### What is expected
All of the entries must be output exactly as they are.

### Material for the task
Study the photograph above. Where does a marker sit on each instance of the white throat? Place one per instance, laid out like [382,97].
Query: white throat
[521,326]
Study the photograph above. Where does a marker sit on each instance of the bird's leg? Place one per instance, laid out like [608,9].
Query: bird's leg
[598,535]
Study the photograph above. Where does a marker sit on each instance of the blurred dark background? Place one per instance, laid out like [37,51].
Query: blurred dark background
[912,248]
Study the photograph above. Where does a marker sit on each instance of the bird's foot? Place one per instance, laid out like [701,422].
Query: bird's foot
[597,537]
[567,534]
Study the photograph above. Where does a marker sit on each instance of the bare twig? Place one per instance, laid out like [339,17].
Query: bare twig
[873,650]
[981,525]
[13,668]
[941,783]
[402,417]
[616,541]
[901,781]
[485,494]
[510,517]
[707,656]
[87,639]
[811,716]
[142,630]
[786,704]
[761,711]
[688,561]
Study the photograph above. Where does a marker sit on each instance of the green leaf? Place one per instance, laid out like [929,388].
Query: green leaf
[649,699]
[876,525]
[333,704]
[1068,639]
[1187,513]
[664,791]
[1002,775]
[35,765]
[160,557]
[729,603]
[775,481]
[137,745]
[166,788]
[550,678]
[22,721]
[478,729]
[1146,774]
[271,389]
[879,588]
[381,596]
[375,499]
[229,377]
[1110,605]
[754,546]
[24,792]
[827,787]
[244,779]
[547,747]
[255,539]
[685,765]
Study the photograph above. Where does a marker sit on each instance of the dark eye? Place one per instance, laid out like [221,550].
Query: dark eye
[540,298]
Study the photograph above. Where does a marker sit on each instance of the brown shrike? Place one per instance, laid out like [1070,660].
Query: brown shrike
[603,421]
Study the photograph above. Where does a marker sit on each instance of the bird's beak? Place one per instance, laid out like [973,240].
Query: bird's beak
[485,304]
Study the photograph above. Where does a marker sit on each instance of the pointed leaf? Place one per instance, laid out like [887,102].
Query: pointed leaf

### Reply
Study the photograph above. Where does a marker sit on each instance of the white throat? Place one per instance, laid out like [382,97].
Query: white throat
[521,326]
Study the photograph above. Where does a marker sit on each instance of the bird's leg? Place one per instance, laid out like [608,9].
Query: bird's leg
[598,535]
Study the photograph above. Where does a marker sit on each instance of the blurred dark background? Place one per instance, laid out like [37,51].
Query: blurred dark background
[912,248]
Study the photograph above. Where does a marker sit on each instance of the bird's foot? Place one per instance, laid out like [701,422].
Query: bird's foot
[597,537]
[567,534]
Study the photograph above. Where does a marker sit on each instance of the bare twig? Place one per instance, laid out like [339,17].
Query: bare twig
[873,650]
[981,525]
[13,668]
[941,783]
[402,417]
[616,541]
[901,781]
[485,494]
[510,517]
[707,656]
[87,639]
[811,716]
[142,630]
[786,704]
[761,711]
[688,561]
Study the photograph above. Where does a marker sit on each instance of the green leaf? Place one per instance, laid out like [929,388].
Query: green leaf
[649,699]
[876,525]
[333,704]
[1068,639]
[1187,513]
[664,791]
[1002,775]
[35,765]
[160,557]
[729,603]
[775,481]
[137,745]
[166,788]
[550,678]
[22,721]
[478,729]
[1146,774]
[271,389]
[879,588]
[381,596]
[375,499]
[229,377]
[1110,605]
[754,546]
[24,792]
[827,787]
[244,779]
[547,747]
[255,539]
[685,765]
Study the photograph above. Where does a marker sit on each instance of the dark eye? Place one per instance, laid out like [221,550].
Query: dark eye
[540,298]
Study the photograph above. Where does a marker sit on each instance of the brown shrike? Place one per instance, laid out like [1070,660].
Query: brown shrike
[603,421]
Study the photograph above. Where does a marker sit on each instance of the bird's beak? Place one per instance, laid out like [973,240].
Query: bird's beak
[485,304]
Study the photograph above. Where does a marker sit on each instance of the pointed leaf? Place one per instance, laid out like [887,102].
Query: pointed leaf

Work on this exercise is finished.